*Required work*:
Display every line of the listing that contains the string "green".

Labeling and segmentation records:
--- BEGIN ---

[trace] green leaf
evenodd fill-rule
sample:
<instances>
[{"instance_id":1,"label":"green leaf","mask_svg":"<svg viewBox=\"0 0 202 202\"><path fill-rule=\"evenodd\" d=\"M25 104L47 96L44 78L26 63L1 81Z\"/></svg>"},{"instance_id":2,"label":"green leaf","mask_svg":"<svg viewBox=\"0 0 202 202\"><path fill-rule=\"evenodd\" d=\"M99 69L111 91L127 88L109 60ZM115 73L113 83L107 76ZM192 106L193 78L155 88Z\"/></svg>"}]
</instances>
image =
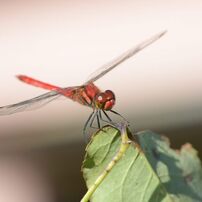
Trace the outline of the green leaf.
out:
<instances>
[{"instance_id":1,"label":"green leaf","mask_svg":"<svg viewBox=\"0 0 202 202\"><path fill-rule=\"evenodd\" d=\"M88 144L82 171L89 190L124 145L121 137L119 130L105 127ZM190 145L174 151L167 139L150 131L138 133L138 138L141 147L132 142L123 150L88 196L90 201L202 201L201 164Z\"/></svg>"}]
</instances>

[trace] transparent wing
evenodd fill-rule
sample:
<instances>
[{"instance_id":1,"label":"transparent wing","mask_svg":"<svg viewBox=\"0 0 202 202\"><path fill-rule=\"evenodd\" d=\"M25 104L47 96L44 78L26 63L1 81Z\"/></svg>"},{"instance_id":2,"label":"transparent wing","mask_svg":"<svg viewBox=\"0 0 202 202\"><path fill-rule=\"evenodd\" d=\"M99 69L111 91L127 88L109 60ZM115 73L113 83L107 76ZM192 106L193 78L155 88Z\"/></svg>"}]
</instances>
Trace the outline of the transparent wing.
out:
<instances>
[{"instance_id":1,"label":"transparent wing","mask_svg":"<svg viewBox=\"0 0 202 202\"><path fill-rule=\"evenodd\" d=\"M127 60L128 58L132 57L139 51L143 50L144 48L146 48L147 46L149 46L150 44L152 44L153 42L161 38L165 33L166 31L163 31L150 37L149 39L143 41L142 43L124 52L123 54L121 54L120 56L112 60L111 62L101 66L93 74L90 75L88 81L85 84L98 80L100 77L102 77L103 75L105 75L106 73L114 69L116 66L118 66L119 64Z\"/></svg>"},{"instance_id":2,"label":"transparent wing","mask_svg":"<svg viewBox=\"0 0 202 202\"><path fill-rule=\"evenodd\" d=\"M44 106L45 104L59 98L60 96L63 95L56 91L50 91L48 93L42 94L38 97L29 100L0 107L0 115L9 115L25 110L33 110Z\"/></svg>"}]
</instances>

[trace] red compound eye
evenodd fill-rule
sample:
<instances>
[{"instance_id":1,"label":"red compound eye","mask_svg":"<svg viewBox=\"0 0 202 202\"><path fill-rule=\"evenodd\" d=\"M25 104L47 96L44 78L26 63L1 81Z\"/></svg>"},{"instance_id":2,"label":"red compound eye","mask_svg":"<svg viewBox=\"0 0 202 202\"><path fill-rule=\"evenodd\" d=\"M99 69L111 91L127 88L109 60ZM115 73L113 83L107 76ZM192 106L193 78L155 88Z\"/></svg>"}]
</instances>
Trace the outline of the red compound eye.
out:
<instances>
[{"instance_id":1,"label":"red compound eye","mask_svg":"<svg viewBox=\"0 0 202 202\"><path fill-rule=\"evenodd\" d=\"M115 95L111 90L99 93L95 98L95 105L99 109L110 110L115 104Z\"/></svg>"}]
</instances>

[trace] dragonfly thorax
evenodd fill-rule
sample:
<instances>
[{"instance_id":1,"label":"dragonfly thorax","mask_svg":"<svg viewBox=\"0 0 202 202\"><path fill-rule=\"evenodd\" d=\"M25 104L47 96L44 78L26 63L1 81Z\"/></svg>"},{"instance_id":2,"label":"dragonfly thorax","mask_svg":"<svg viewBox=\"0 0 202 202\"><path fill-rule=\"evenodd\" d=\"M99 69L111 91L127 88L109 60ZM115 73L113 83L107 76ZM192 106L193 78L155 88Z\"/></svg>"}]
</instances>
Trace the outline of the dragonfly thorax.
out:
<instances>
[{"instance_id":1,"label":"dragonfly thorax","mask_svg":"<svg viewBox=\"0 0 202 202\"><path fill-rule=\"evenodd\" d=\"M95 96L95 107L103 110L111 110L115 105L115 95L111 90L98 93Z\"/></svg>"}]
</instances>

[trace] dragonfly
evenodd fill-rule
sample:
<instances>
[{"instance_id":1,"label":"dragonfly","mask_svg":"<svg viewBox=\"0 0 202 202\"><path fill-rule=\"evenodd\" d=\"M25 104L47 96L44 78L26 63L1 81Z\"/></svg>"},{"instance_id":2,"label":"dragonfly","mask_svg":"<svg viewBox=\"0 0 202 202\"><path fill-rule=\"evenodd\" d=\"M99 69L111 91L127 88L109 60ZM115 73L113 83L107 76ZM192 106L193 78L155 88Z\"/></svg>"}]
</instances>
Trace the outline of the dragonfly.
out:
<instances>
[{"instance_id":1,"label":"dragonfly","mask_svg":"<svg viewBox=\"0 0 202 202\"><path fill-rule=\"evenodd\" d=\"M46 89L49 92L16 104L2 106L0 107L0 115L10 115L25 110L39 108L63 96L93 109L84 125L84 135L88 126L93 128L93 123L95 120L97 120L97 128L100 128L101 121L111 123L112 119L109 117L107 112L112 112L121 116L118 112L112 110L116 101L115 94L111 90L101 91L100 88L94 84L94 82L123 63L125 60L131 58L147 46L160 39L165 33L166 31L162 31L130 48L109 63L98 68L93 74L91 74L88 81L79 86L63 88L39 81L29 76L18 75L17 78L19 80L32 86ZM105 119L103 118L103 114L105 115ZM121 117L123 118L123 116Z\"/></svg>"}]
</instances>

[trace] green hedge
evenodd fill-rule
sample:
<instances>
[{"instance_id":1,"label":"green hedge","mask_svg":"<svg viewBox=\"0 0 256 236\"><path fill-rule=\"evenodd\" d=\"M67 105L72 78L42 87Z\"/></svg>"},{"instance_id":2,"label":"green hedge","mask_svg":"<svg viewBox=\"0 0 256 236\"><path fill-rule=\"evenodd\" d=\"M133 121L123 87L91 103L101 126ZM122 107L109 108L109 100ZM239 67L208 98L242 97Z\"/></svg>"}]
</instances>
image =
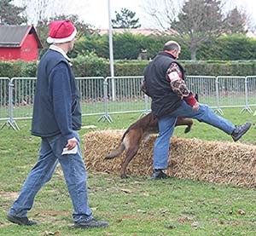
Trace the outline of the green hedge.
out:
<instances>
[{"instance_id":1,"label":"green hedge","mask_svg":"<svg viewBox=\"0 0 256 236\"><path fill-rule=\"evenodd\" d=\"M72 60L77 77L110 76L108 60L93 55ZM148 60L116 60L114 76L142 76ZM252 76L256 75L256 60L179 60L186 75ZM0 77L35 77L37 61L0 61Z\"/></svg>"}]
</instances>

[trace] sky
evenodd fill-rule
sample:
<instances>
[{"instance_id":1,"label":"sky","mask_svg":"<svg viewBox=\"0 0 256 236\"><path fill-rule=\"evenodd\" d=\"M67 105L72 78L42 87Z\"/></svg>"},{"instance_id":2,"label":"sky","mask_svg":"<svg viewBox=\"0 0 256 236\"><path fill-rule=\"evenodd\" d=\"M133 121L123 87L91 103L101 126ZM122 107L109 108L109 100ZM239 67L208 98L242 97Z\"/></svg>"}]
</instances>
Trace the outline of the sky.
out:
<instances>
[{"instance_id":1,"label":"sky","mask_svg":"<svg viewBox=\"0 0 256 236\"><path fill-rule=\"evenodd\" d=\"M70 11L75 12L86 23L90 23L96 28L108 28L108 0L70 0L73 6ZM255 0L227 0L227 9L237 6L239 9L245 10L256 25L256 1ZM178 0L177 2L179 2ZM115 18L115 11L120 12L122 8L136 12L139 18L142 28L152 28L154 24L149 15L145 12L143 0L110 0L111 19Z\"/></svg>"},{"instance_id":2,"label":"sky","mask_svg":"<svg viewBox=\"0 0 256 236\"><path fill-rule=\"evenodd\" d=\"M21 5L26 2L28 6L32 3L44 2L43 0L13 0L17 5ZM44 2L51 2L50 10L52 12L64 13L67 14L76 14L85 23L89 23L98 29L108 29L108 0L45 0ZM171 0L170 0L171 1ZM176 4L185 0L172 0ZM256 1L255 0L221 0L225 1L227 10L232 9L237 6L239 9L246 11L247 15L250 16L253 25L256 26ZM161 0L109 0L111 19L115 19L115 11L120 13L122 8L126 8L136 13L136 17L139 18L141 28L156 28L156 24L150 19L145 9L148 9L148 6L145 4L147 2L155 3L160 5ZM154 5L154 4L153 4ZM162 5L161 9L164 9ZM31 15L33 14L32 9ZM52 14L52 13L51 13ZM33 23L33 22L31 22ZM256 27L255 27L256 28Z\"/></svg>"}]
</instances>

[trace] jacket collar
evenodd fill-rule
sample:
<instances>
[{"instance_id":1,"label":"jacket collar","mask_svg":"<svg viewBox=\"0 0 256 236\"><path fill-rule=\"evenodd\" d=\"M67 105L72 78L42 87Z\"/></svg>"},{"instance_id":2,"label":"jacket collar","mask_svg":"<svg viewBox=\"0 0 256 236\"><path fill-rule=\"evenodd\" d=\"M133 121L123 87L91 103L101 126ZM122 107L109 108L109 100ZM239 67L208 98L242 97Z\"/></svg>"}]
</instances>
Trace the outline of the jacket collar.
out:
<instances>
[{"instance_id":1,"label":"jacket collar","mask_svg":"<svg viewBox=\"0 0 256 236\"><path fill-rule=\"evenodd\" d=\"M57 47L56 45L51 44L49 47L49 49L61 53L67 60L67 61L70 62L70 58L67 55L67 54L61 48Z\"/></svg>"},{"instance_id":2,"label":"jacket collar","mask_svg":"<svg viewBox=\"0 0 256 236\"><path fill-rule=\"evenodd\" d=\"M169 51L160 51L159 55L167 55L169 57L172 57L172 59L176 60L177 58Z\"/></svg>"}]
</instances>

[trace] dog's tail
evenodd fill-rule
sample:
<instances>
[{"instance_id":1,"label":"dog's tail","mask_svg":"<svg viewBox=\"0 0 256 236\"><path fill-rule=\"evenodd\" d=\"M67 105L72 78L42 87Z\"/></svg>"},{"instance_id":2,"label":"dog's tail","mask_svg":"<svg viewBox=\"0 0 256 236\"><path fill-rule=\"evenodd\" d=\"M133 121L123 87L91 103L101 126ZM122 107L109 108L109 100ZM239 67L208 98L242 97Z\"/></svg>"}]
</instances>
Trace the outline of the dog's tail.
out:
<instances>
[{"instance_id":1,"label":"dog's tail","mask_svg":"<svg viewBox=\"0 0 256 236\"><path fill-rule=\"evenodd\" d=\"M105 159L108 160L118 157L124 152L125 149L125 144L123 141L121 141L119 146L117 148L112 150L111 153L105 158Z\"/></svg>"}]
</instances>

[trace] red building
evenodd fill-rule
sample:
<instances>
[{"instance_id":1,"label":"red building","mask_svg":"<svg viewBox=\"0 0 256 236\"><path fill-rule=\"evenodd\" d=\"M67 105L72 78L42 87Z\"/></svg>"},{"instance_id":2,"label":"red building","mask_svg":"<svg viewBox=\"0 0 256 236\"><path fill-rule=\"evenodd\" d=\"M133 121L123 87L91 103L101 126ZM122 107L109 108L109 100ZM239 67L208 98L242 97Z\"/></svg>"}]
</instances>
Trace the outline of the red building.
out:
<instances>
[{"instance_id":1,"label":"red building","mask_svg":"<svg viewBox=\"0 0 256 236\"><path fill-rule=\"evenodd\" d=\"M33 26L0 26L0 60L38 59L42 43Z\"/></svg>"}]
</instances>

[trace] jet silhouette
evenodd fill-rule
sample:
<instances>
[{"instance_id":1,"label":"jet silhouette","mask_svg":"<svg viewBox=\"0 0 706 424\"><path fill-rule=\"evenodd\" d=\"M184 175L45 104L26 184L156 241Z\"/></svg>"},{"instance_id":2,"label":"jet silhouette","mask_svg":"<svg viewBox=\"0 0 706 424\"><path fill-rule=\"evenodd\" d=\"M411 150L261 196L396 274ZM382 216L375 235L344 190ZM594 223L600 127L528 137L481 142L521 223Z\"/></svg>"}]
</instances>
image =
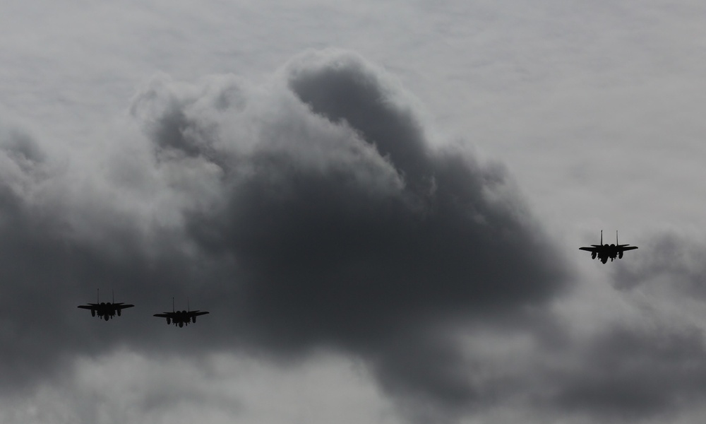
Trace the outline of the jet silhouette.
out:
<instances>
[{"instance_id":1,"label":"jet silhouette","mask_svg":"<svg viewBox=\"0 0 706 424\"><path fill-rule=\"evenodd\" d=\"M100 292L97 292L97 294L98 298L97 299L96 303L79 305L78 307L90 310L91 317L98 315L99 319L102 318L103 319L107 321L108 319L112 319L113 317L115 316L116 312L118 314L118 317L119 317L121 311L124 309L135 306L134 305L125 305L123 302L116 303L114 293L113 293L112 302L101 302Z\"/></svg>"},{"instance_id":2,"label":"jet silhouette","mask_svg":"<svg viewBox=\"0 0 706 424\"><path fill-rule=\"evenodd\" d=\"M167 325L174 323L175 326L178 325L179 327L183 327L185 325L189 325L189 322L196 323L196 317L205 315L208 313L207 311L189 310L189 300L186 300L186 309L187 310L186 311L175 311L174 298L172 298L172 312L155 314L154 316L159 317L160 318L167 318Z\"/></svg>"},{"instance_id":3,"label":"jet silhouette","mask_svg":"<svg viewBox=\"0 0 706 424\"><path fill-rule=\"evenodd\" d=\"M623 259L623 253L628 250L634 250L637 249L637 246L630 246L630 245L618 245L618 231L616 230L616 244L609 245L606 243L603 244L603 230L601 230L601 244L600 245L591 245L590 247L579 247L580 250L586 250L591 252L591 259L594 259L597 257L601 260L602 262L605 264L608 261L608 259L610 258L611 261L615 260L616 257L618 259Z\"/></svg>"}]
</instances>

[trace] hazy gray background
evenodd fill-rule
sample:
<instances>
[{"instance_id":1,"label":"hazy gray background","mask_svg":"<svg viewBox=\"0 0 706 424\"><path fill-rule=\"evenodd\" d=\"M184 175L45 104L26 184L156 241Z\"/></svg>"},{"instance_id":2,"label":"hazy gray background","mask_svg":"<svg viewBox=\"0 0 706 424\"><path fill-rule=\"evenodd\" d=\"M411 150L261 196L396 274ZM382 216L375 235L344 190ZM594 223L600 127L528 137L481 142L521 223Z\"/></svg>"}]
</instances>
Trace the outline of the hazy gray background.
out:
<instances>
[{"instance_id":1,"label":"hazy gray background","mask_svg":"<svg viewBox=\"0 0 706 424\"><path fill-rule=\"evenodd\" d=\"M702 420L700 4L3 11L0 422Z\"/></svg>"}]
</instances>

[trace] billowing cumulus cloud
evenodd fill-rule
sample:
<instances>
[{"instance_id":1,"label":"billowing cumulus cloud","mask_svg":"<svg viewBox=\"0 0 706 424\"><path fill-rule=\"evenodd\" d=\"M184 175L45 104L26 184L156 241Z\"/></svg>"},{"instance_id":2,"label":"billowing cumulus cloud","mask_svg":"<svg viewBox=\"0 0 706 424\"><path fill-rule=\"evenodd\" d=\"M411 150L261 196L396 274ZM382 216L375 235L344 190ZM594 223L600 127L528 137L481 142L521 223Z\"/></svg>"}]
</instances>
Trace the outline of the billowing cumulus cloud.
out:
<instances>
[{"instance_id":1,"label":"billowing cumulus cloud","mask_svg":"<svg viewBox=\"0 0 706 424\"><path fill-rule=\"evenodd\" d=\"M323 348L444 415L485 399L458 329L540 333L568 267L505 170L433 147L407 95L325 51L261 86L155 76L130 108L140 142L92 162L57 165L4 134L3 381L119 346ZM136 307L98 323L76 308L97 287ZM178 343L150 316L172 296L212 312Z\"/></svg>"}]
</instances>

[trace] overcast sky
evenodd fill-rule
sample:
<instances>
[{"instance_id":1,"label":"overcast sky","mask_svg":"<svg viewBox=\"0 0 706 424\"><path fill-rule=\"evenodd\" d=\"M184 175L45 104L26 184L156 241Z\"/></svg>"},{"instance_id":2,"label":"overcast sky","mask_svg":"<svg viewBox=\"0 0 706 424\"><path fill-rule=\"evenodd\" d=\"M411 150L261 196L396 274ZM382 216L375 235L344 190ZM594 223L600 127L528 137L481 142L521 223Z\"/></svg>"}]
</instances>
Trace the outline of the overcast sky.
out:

--- END ---

*Right answer*:
[trace] green leaf
[{"instance_id":1,"label":"green leaf","mask_svg":"<svg viewBox=\"0 0 202 202\"><path fill-rule=\"evenodd\" d=\"M25 104L47 96L44 78L26 63L1 81Z\"/></svg>"},{"instance_id":2,"label":"green leaf","mask_svg":"<svg viewBox=\"0 0 202 202\"><path fill-rule=\"evenodd\" d=\"M99 69L111 91L127 88L109 60ZM115 73L113 83L107 76ZM192 106L193 78L155 88Z\"/></svg>"}]
Trace the outline of the green leaf.
[{"instance_id":1,"label":"green leaf","mask_svg":"<svg viewBox=\"0 0 202 202\"><path fill-rule=\"evenodd\" d=\"M88 144L82 171L89 190L124 145L121 137L119 130L105 127ZM190 145L174 151L167 139L150 131L138 133L138 138L141 147L132 142L123 150L88 196L90 201L202 201L201 164Z\"/></svg>"}]
[trace] green hedge
[{"instance_id":1,"label":"green hedge","mask_svg":"<svg viewBox=\"0 0 256 236\"><path fill-rule=\"evenodd\" d=\"M67 105L72 78L42 87Z\"/></svg>"},{"instance_id":2,"label":"green hedge","mask_svg":"<svg viewBox=\"0 0 256 236\"><path fill-rule=\"evenodd\" d=\"M133 121L123 87L91 103L101 126ZM122 107L109 108L109 100ZM239 67L208 98L242 97Z\"/></svg>"}]
Trace the outline of the green hedge.
[{"instance_id":1,"label":"green hedge","mask_svg":"<svg viewBox=\"0 0 256 236\"><path fill-rule=\"evenodd\" d=\"M72 60L77 77L110 76L108 60L93 55ZM148 60L116 60L114 76L142 76ZM252 76L256 75L256 60L179 60L186 75ZM0 77L35 77L37 61L0 61Z\"/></svg>"}]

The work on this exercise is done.